■ WORK TO COMPLETE ■
**a)** Please decide whether each statement agrees with the court memorandum. Answer yes or no and quote the deciding words. (i) Marathon filed suit in the 152nd Judicial District Court of Harris County, Texas. (ii) The parties agreed that Koch would purchase 100,000 MMBtu's per day. (iii) Koch removed the case by invoking federal question jurisdiction.
**b)** In the court memorandum, which pipeline did Marathon tell Koch was affected by freezing temperatures?
**c)** Reproduce the court memorandum word for word, from "MEMORANDUM AND RECOMMENDATION" down to "72. ECF 29.".

United States District Court, Southern District of Texas
Jul 27, 2023
Civil Action 4:21-CV-1262 (S.D. Tex. Jul. 27, 2023)

Opinion

Civil Action 4:21-CV-1262

07-27-2023

MARATHON OIL COMPANY, Plaintiff v. KOCH ENERGY SERVICES, LLC, Defendant.


MEMORANDUM AND RECOMMENDATION

CHRISTINA A. BRYAN, UNITED STATES MAGISTRATE JUDGE.

Before the Court is a Motion to Certify Order for Interlocutory Appeal and for Stay by Defendant Koch Energy Services (“Koch”). ECF 155. Marathon Oil Company (“Marathon”) filed a Response and Koch filed a Reply. ECF 161, 166. Having considered the Parties' submissions and the applicable law, the Court RECOMMENDS that Koch's Motion be DENIED.

The District Judge referred this case to the undersigned Magistrate Judge pursuant to 28 U.S.C. § 636(b)(1)(A) and (B), the Cost and Delay Reduction Plan under the Civil Justice Reform Act, and Federal Rule of Civil Procedure 72. ECF 29.

I. Background

This case involves Marathon's declaration of Force Majeure pursuant to an agreement for the sale and purchase of natural gas between Marathon and Koch in February 2021 during Winter Storm Uri. The Parties had previously agreed that Marathon would sell and Koch would purchase 50,000 MMBtu's per day on a Firm basis from November 1, 2020 until March 31, 2021. On February 15, 2021, Marathon notified Koch that due to freezing temperatures, its ability to ship gas via the Midship Pipeline was affected and that it was invoking the Force Majeure Clause to be “relieved of [its] obligation to deliver gas.” ECF 1-2 at ¶¶ 21-22. Koch rejected Marathon's declaration of Force Majeure. Id. at ¶ 29. Marathon filed suit in the 152nd Judicial District Court of Harris County, Texas, seeking a declaration that: Winter Storm Uri and its impacts on Marathon's operations constitute Force Majeure; Marathon was excused from performance by its declaration of Force Majeure; and Marathon owes no damages to Koch. Id. at ¶ 39. Invoking this Court's diversity jurisdiction, Koch removed the case to the United States District Court for the Southern District of Texas. ECF 1.

This Court granted Marathon leave to file an early Motion for Partial Summary Judgment limited only to “the legal interpretation of the contract as it relates to the parties' obligations under the Force Majeure and related provisions of the contract.” ECF 60. Marathon filed a Motion for Partial Summary Judgment asking the Court to determine as a matter of law that “[t]he Base Contract does not require Marathon to purchase available replacement gas on the spot market . . ., buy back its delivery obligation to Koch, or deliver gas to Koch at the Bennington Hub on a pipeline other than the Midship Pipeline” before declaring Force Majeure. ECF 67 at 23 (emphasis in original). Koch filed its own Motion for Summary Judgment (ECF 114), contending that Marathon was not entitled to declare Force Majeure because multiple options for performance of Marathon's Firm obligation existed, including delivery on a different pipeline, the purchase of replacement gas on the spot market, or “buying back” the delivery obligation owed to Koch. ECF 71 at 13-27.

■ COLLECTED DATA ■
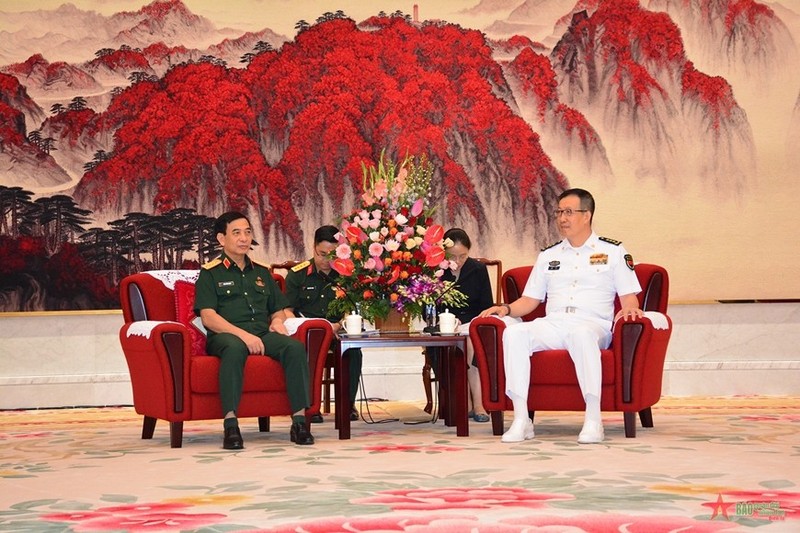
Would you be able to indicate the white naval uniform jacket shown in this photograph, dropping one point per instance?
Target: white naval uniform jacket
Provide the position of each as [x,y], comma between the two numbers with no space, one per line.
[583,281]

■ OUTPUTS BY TASK ■
**a)**
(i) Yes: "Marathon filed suit in the 152nd Judicial District Court of Harris County, Texas"
(ii) No: "Koch would purchase 50,000 MMBtu's per day on a Firm basis"
(iii) No: "Invoking this Court's diversity jurisdiction, Koch removed the case"

**b)** The Midship Pipeline.

**c)**
MEMORANDUM AND RECOMMENDATION

CHRISTINA A. BRYAN, UNITED STATES MAGISTRATE JUDGE.

Before the Court is a Motion to Certify Order for Interlocutory Appeal and for Stay by Defendant Koch Energy Services (“Koch”). ECF 155. Marathon Oil Company (“Marathon”) filed a Response and Koch filed a Reply. ECF 161, 166. Having considered the Parties' submissions and the applicable law, the Court RECOMMENDS that Koch's Motion be DENIED.

The District Judge referred this case to the undersigned Magistrate Judge pursuant to 28 U.S.C. § 636(b)(1)(A) and (B), the Cost and Delay Reduction Plan under the Civil Justice Reform Act, and Federal Rule of Civil Procedure 72. ECF 29.